● **Task instructions**
A: List the activities the sleep advice names as things people do while constantly in bed.
B: Please reproduce a passage of the sleep advice word for word, starting at "You’re not going" and ending at "need to break.".

● **Source extract**
:::

Next, your bed. Get out of it. Seriously. Human bodies are pretty good at learning how things work, and if you teach your body that bed is for sleeping, your body will learn, usually in a week or two. Waking up at an appropriate time, making your bed (yes, just do it), and staying out of it until you go to bed at night will teach your body that laying down in bed means that it’s time to sleep. If you’re constantly in bed watching Netflix, doing homework, scrolling through social media, etc., you’re going to have a hard time telling your body that it’s time to turn off, because likely, nothing has changed.


You’re not going to want to hear this next part, and it’s even hard for me to follow this rule (i.e., I usually don’t, but have resolved to try harder). Get off your damn phone. The light is screwing you all up and you just don’t need it. Plug it in, set your alarm, hit “Do Not Disturb” and put it away. Better yet, buy a real alarm clock like a freaking adult and leave your phone away from your bed. If you can’t sleep, and your instinct is to reach for your phone, that’s a habit you need to break.

person_looking_at_smartphone_in_the_dark_2Please don’t be this guy.

:::

● **Data section**
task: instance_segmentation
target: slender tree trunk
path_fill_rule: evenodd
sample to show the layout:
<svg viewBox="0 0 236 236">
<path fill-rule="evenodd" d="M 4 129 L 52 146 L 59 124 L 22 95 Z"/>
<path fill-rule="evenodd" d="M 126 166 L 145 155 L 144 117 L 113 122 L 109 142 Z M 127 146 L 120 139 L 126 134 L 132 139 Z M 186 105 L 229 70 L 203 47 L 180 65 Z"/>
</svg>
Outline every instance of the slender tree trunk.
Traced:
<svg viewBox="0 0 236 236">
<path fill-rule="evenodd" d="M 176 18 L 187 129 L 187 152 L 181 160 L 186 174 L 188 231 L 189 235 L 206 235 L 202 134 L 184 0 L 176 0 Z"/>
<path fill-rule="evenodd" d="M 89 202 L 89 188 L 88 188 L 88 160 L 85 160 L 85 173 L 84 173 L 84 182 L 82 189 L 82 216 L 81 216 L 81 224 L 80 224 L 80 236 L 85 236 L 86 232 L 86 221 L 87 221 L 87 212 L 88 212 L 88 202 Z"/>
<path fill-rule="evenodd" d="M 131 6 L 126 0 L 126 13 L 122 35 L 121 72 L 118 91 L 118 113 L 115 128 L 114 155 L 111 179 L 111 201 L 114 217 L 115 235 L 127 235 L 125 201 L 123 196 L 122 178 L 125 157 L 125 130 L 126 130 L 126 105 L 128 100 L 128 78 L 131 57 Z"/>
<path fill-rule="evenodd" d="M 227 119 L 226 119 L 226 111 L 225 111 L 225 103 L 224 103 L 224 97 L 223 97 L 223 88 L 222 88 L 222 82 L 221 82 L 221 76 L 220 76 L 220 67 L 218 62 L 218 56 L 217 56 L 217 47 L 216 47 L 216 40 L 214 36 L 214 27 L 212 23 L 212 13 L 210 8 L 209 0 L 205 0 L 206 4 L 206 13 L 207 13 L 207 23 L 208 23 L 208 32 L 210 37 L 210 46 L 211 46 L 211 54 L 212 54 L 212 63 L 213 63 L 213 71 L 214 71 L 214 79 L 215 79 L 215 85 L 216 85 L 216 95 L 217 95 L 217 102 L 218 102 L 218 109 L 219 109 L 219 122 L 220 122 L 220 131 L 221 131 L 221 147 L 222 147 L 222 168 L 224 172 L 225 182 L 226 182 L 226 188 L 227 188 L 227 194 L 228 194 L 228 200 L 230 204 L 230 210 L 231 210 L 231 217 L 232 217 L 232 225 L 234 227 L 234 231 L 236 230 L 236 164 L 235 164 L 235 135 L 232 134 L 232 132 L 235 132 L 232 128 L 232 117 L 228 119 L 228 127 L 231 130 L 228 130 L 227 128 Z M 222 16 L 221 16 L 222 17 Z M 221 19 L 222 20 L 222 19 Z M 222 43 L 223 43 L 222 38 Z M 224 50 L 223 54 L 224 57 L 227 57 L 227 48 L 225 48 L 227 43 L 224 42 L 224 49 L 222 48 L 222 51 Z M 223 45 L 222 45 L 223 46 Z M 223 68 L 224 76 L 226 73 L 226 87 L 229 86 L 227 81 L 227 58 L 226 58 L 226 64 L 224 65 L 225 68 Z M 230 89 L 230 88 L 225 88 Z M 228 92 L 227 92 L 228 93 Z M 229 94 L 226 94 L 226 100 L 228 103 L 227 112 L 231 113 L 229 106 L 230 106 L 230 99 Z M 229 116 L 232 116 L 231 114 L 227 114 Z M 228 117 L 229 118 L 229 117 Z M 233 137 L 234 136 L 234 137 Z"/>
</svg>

:::

● **Answers by item number**
A: Watching Netflix, doing homework, scrolling through social media

B:
You’re not going to want to hear this next part, and it’s even hard for me to follow this rule (i.e., I usually don’t, but have resolved to try harder). Get off your damn phone. The light is screwing you all up and you just don’t need it. Plug it in, set your alarm, hit “Do Not Disturb” and put it away. Better yet, buy a real alarm clock like a freaking adult and leave your phone away from your bed. If you can’t sleep, and your instinct is to reach for your phone, that’s a habit you need to break.